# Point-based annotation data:
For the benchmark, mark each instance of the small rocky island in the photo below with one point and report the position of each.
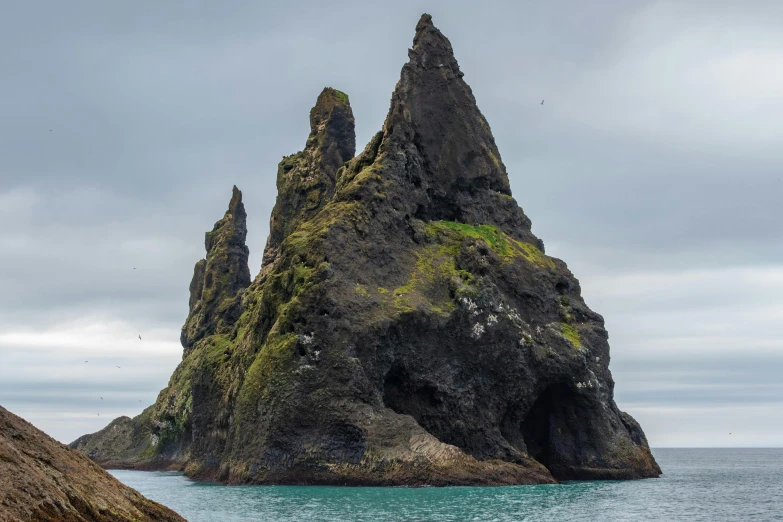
(42, 480)
(406, 327)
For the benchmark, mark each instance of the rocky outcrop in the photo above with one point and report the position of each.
(306, 180)
(406, 327)
(218, 281)
(43, 480)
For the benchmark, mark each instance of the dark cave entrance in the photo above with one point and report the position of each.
(545, 421)
(536, 428)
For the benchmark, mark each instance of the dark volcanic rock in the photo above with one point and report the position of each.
(43, 480)
(406, 326)
(218, 280)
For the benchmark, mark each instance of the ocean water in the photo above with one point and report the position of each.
(698, 484)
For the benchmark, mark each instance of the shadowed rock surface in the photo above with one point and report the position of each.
(406, 327)
(43, 480)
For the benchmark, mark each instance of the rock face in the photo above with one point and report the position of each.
(43, 480)
(406, 326)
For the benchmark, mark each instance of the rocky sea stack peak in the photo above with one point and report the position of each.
(406, 327)
(218, 280)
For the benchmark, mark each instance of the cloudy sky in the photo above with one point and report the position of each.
(653, 168)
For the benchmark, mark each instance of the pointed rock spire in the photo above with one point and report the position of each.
(306, 180)
(434, 116)
(218, 280)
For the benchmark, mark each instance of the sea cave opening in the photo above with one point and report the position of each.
(544, 421)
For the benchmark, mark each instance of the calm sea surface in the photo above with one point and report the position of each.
(698, 484)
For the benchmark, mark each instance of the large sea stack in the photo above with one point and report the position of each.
(42, 480)
(406, 327)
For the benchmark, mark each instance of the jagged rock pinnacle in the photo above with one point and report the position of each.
(435, 122)
(218, 280)
(405, 327)
(306, 180)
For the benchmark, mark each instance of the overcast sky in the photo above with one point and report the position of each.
(653, 169)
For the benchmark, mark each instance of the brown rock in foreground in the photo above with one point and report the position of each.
(43, 480)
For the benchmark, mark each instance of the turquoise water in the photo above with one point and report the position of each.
(698, 484)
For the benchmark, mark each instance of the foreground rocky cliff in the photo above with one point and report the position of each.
(43, 480)
(406, 326)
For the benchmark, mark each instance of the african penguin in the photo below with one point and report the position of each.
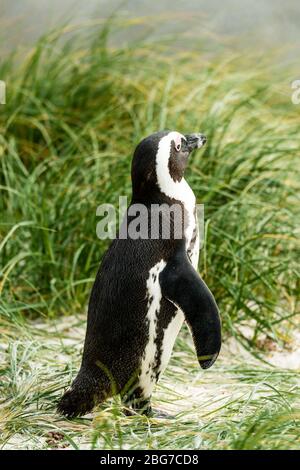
(146, 287)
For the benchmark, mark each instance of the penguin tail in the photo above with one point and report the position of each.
(84, 394)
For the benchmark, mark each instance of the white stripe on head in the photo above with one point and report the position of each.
(178, 190)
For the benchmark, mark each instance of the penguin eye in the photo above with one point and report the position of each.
(178, 143)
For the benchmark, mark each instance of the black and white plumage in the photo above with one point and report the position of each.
(145, 289)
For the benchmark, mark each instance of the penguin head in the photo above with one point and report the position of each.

# INSTRUCTIONS FOR THE TASK:
Write out the entries above verbatim; the pictures do not belong in your copy.

# SOLUTION FOR THIS PROBLEM:
For the benchmark, mark each instance of the small rocky island in the photo below with one point and report the position of each.
(42, 480)
(406, 327)
For the benchmark, mark each instance of the rocky outcrop in the photo above with one point and report the position of each.
(306, 180)
(406, 327)
(218, 281)
(43, 480)
For the benchmark, mark each instance of the dark cave entrance in the photo above with one point and report the position of each.
(545, 421)
(536, 428)
For the benchmark, mark each instance of the dark volcanic rock in the photo above with one point and report the position of each.
(43, 480)
(406, 326)
(218, 280)
For the benchmark, mark each instance of the ocean water in the photo above with one point and report the position of each.
(698, 484)
For the benchmark, mark each instance of the shadowed rock surface in the photo above with one point and report the position of each.
(406, 327)
(43, 480)
For the benchmark, mark each instance of the rock face in the photo above with one point and report the position of each.
(43, 480)
(406, 326)
For the benchmark, mark each instance of the rocky sea stack peak in the photo above with one point and report the position of each.
(406, 327)
(218, 280)
For the benchmark, mark each instance of the cloudy sky in the photo above with one point and report the position of each.
(653, 168)
For the benchmark, mark each instance of the pointed rock spire in the photo above with one point and report the position of each.
(306, 180)
(434, 116)
(218, 280)
For the benchmark, mark each instance of the sea cave opening in the photo above with one point and report the position of each.
(544, 421)
For the benchmark, mark each instance of the calm sea surface in the photo above with one point and report the position of each.
(698, 484)
For the benchmark, mark each instance of the large sea stack in the photo above with one point and report the position of each.
(42, 480)
(406, 327)
For the benchmark, mark each instance of the jagged rock pinnacle in the photo above with one point and report the position of each.
(435, 122)
(218, 280)
(405, 327)
(306, 180)
For the benchmark, mark each instance of the overcast sky in the photo above with one point and report the position of each.
(653, 169)
For the benchmark, mark each instance of the brown rock in foreground in the photo above with one point and report the position of each.
(43, 480)
For the benchmark, mark each instance of the turquoise water in the photo above with one point and report the position of each.
(698, 484)
For the benchmark, mark each instance of the foreground rocky cliff in the photo above with one point and report the position of each.
(43, 480)
(406, 326)
For the benchmark, mark each instance of the african penguin in the photo below with one point and report the position of each.
(146, 287)
For the benchmark, mark each instance of the penguin tail in the photo above with one point and report the position of each.
(84, 394)
For the benchmark, mark each instance of the white stripe on head in the photo above with one point and report the position of each.
(178, 190)
For the benchmark, mark each instance of the penguin eye in the photo above with one point and report the position of each.
(178, 143)
For the benchmark, mark each instance of the black and white plumage in the photo above with one point and report the position of each.
(145, 289)
For the benchmark, mark each instance of the penguin head in the photo above with one point and report the position of each.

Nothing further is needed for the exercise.